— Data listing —

——

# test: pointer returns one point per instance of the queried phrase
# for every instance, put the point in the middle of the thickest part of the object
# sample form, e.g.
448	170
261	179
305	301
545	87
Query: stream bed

——

— Task to complete —
Reproduce every one of the records above line for line, with no changes.

— The reply —
# test: pointer returns one point per instance of the queried phrase
# for every instance, put the point in the middle of the thickest part of the object
# sample form, e.g.
448	170
261	179
305	301
545	87
Query: stream bed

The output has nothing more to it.